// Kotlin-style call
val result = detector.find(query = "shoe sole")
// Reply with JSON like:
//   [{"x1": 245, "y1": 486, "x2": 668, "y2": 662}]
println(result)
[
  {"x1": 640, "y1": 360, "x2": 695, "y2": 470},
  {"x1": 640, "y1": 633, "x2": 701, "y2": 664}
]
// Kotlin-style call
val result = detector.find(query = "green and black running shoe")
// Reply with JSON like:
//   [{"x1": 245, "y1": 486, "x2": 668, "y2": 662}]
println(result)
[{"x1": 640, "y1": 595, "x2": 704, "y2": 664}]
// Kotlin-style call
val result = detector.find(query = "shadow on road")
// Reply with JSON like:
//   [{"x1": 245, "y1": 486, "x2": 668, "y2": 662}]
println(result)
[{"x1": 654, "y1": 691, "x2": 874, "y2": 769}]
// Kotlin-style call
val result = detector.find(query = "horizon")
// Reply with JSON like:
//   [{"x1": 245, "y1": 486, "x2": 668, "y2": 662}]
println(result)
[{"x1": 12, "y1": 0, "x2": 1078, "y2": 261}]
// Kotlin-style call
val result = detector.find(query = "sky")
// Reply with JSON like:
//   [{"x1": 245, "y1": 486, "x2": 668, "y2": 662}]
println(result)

*-*-*

Show every line of the records above that contains the string "detector", copying each line in full.

val result = detector.find(query = "shoe sole")
val result = detector.find(query = "green and black running shoe")
val result = detector.find(query = "shadow on road")
val result = detector.find(query = "horizon")
val result = detector.find(query = "sky")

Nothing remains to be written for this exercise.